- PROBLEM TO SOLVE: Type the entries out again exactly as they read, but leave every picture behind.

== THE DATA

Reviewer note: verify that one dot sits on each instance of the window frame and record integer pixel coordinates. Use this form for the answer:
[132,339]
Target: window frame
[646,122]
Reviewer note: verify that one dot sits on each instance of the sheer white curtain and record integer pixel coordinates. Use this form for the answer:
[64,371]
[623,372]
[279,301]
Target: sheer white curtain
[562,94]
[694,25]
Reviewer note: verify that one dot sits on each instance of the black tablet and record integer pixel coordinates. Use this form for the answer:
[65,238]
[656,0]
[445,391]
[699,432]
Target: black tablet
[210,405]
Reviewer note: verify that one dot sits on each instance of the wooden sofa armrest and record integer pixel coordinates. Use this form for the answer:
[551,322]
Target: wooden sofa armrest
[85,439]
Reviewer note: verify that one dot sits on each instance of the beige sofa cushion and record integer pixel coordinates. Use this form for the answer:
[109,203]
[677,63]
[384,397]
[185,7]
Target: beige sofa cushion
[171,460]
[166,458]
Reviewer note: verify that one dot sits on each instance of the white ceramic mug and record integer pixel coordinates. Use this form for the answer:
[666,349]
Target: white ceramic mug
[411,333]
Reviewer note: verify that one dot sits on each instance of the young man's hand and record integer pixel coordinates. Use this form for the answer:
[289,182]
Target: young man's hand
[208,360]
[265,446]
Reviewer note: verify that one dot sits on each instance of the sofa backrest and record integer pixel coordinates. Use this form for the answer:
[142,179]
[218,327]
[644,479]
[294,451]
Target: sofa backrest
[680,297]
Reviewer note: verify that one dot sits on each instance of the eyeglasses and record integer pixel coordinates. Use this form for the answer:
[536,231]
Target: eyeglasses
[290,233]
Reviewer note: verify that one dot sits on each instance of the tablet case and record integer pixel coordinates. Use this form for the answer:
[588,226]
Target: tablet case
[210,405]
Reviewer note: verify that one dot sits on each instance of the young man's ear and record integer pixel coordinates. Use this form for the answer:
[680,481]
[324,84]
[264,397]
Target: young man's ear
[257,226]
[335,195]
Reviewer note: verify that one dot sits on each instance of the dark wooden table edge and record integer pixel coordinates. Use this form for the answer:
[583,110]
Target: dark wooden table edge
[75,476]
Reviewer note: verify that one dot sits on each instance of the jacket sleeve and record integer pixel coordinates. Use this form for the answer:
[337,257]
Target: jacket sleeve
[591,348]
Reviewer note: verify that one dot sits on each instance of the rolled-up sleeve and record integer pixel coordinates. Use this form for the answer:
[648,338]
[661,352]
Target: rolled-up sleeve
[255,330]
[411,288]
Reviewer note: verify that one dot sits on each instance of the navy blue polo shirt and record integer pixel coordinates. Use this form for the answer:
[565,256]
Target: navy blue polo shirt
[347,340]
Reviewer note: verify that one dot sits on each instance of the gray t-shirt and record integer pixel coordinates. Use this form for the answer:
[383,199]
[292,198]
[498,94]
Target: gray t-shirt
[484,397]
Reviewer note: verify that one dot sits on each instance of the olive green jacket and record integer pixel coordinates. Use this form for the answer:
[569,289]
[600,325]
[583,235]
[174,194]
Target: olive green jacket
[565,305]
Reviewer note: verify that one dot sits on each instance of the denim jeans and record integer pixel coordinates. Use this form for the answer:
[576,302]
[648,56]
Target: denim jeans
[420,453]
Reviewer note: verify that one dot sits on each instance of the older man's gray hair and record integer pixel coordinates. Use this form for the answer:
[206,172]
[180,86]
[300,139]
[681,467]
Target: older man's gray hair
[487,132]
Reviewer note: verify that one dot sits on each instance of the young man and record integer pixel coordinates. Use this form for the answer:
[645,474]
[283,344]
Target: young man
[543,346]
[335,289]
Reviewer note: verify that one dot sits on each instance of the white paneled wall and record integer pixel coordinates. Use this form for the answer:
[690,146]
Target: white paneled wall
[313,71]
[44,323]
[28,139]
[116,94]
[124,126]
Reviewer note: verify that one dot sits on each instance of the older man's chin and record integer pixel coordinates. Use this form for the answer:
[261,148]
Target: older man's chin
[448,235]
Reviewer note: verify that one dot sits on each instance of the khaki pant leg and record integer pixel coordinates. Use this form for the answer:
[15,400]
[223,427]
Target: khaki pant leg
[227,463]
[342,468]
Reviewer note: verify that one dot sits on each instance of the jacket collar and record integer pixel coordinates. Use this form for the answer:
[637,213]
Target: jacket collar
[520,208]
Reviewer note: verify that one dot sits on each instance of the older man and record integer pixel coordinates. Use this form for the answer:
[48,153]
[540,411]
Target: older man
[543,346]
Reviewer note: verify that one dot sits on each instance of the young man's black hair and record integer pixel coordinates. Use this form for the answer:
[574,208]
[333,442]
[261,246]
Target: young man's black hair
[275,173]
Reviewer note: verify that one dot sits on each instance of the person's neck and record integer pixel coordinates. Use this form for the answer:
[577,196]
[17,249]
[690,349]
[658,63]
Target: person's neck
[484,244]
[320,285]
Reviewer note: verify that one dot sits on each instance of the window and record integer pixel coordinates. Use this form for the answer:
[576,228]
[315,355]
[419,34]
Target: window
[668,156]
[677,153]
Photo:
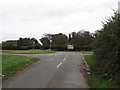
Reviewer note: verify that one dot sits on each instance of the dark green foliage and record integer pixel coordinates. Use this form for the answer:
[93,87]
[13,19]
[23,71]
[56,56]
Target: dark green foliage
[21,44]
[106,47]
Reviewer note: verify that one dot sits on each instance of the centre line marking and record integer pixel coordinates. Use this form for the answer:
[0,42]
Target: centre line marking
[65,57]
[59,65]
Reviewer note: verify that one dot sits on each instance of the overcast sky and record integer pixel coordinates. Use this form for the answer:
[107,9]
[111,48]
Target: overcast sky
[33,18]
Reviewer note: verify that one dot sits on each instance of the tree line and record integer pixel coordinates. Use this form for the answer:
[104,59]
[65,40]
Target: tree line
[81,40]
[106,49]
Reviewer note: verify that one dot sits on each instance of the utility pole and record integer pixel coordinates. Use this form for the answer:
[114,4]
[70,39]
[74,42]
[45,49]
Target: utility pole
[33,44]
[119,7]
[50,40]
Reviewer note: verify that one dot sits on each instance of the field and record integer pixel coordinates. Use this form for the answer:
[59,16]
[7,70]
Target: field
[13,62]
[35,51]
[96,81]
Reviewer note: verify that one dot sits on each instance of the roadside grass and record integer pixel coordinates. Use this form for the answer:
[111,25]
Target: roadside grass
[35,51]
[96,80]
[13,62]
[87,52]
[0,64]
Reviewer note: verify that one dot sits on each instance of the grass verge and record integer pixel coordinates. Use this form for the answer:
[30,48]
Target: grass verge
[35,51]
[87,52]
[96,80]
[13,62]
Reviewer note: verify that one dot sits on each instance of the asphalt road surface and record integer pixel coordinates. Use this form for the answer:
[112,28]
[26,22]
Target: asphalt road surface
[56,70]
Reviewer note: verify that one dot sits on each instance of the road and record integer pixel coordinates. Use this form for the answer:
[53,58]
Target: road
[56,70]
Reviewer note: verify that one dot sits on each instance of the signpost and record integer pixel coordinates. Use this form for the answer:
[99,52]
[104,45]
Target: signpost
[70,47]
[119,7]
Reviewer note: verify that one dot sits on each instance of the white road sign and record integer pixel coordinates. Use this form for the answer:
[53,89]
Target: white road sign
[70,46]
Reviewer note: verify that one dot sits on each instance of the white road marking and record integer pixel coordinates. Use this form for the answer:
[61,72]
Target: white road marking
[59,65]
[65,57]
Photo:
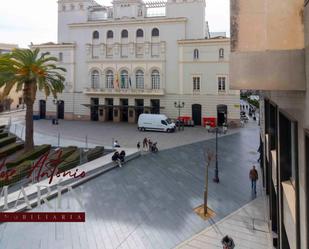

====

- RESULT OF THIS TASK:
Reviewer note: verify that one dot sits on each instance of the window frame and record integer pixel coordinates. Use this form for the answer:
[132,339]
Target: window frame
[646,122]
Reviewer note: verify that one dot sits on each instance of the sheer white curtain and record integer pixel coordinates. Use this form for the answer:
[64,371]
[623,372]
[279,301]
Target: sheer white curtain
[562,94]
[694,25]
Reviewer note: verify that one dot sits on each instance of the black tablet and record integer pixel coordinates. Use this form for the answer:
[65,238]
[656,0]
[445,391]
[699,432]
Target: black tablet
[210,405]
Reviewer note: verify that one dot sits on each instance of the wooden sofa armrest and record integer pixel coordinates. Use this form for the answer:
[551,322]
Target: wooden sofa armrest
[85,439]
Reviewer note: verify that one dot sits on each instance of the beige sofa cushion and record integer pixel coordinates. Use this form for the answer:
[109,203]
[677,63]
[384,397]
[185,7]
Target: beige sofa cushion
[171,460]
[166,458]
Reviewer note: verify that one dot sits on each instance of the white ceramic mug and record integer pixel coordinates. Use this form for the answer:
[666,349]
Target: white ceramic mug
[411,333]
Reviewer note: verify that one dot sits on each instance of the young man's hand and record integer pixel coordinates. Use this form for the answer:
[289,182]
Target: young man's hand
[208,360]
[265,446]
Reviewer note: verify that one dot sits on each instance of the sofa backrest and record integer pixel coordinates. Use this form for the answer:
[142,179]
[218,327]
[644,479]
[294,451]
Target: sofa backrest
[680,297]
Reviewer note: verify that one dot sits on each instance of the eyeglasses and record integer pixel coordinates. Use this form for the answer:
[536,231]
Target: eyeglasses
[290,233]
Reviewer note: verify that one dot sits on each instance of the tablet case and record integer pixel coordinates. Use this form for the answer:
[588,226]
Target: tablet case
[210,405]
Reviewer note: verify that one dot sits on each instance of the young man's ear and record integer pixel coordinates. Use this form for the answer:
[680,481]
[324,84]
[264,397]
Target: young man's ear
[257,226]
[335,195]
Reviewer note: verify that one dot sits on each instance of the dark wooden table edge and record integer pixel coordinates. Use this form for the answer:
[583,110]
Target: dark wooden table edge
[75,476]
Reviewer note: verify that one dot sits on each instance of the jacket sleeve and record integer pixel coordinates. Use this form for the answer:
[337,257]
Target: jacket sleeve
[591,348]
Reviewer note: verify that one dot sits on each instance of the rolled-up sleeve and record integer pixel coordinates. Use this form for the answer:
[648,338]
[661,352]
Target: rolled-up sleeve
[255,330]
[411,288]
Reviewer note: verify that one dot sits on each instance of the navy blue polo shirt and record integer pixel coordinates. Use this form for the answer:
[565,256]
Target: navy blue polo shirt
[347,340]
Reviewer note: verify that one dot sits on each instance of the gray t-shirt and record integer pixel coordinates. Use this form for the answer:
[383,199]
[292,198]
[498,94]
Target: gray t-shirt
[484,397]
Reviewer note: verify that one dot sits on each instance of the olive green jacket and record integer pixel coordinates. Use this form for the answer:
[569,289]
[600,325]
[583,235]
[174,194]
Target: olive green jacket
[565,305]
Reviewer note: verify that one dot sits on each instance of the denim jeans and record integer pixel coordinates. Use this form for the answer:
[576,302]
[648,56]
Target: denim jeans
[420,453]
Reviewer note: verify that one dot sits on each instance of the older man's gray hair and record integer pixel coordinates. Use this form for the answer:
[206,172]
[180,86]
[300,139]
[681,467]
Target: older man's gray hair
[487,132]
Reviewer note: verify that one dot sits on each instance of the young man and record integer pixel coordinates. Use this form for the answer:
[645,474]
[283,344]
Target: young man
[543,346]
[335,289]
Reviewer note: verify that one dot sits on each instance of the white paneled wall and record integer pixel coordinates. Use this form for the answer:
[690,146]
Target: white paneled wall
[313,71]
[44,323]
[28,139]
[116,94]
[124,126]
Reviewer note: verify that one dot sits on each instance of the older man's chin and record integer pixel coordinates. Use this form for the answer:
[261,148]
Target: older man's chin
[448,235]
Reviewer note: verify that one dot sits on each instance of the khaki pant leg and record integer pixel coordinates. Use this form for the answer:
[15,400]
[223,427]
Target: khaki pant leg
[227,463]
[342,468]
Reviewer note: verify that one dot sits on each instance of the jacket collar and record integer pixel coordinates. Use this form for the answer:
[637,213]
Target: jacket collar
[520,208]
Reviewer note: verify that one dot sits on each instance of the older man and record integer pixel coordinates. Use this form for the answer:
[48,153]
[540,411]
Target: older man
[543,346]
Reviewer note: verify that one dot sits on each instance of the young man's black hair and record integer pixel coordinates. Use this form for the answer:
[574,208]
[333,442]
[261,246]
Target: young man's black hair
[275,173]
Reviewer note: verify that one dot sits on each instance of the person's neck and record integer pixel coordinates. Use this form for the answer:
[577,196]
[17,249]
[690,349]
[658,63]
Target: person's neck
[484,244]
[320,285]
Reviewer note: verify that one dot sits on each instance of the window and record integer pixel coordinates. Use this form for the answer:
[576,228]
[315,355]
[419,34]
Target: window
[668,156]
[677,153]
Photo:
Reviewer note: verify that one dot sits on each instance of the dark green foliage and record integer pixel coordinates. Use this form for the answer:
[93,87]
[13,19]
[23,71]
[56,56]
Target: dark green foliage
[21,44]
[106,47]
Reviewer note: verify that one dot sits on each instance of the centre line marking and record integer pixel coordinates. Use this form for the answer:
[0,42]
Target: centre line marking
[65,57]
[59,65]
Reviewer note: verify that one dot sits on each instance of the overcast sky and record integer pixel coordinates. Use this form for the answer:
[107,9]
[111,48]
Target: overcast sky
[33,18]
Reviewer note: verify that one dot sits on each instance of the tree line and record integer pixel coordinates. Use this form for the answer:
[104,59]
[65,40]
Target: tree line
[81,40]
[106,49]
Reviewer note: verify that one dot sits on each instance of the utility pole and record integer pixel coordinates. Use this form for the answer:
[114,4]
[70,39]
[74,42]
[45,49]
Target: utility pole
[33,44]
[119,7]
[50,40]
Reviewer note: verify that one dot sits on each instance of the field and record integer pixel coordinates. Use this form for the answer:
[59,16]
[7,70]
Target: field
[13,62]
[35,51]
[96,81]
Reviewer note: verify that one dot sits on each instance of the roadside grass and record integer pixel coordinates. Use this form for the answer:
[111,25]
Target: roadside grass
[35,51]
[96,80]
[13,62]
[87,52]
[0,64]
Reviewer note: verify that one dot sits on each instance of the grass verge and record integer pixel coordinates. Use this form for the answer:
[30,48]
Target: grass verge
[35,51]
[87,52]
[96,80]
[13,62]
Reviewer note: verify that one dot sits on each instance of the asphalt road surface and record integer pixel coordinates. Use this form for the answer:
[112,28]
[26,22]
Target: asphalt road surface
[56,70]
Reviewer note: verify that one dot sits on each instance of the road and record integer pixel coordinates. Use this form for the answer:
[53,58]
Target: road
[56,70]
Reviewer note: verify that one dot sits on each instance of the signpost and record integer pixel coordinates. Use this form for the answer:
[99,52]
[104,45]
Target: signpost
[70,47]
[119,7]
Reviewer note: verify that one dot sits on each instance of the white road sign and record integer pixel coordinates. Use this form for the answer:
[53,89]
Target: white road sign
[70,46]
Reviewer note: verify that one dot sits on each instance of the white road marking and record integer pixel coordinates. Use this form for the answer:
[61,72]
Target: white road marking
[59,65]
[65,57]
Photo:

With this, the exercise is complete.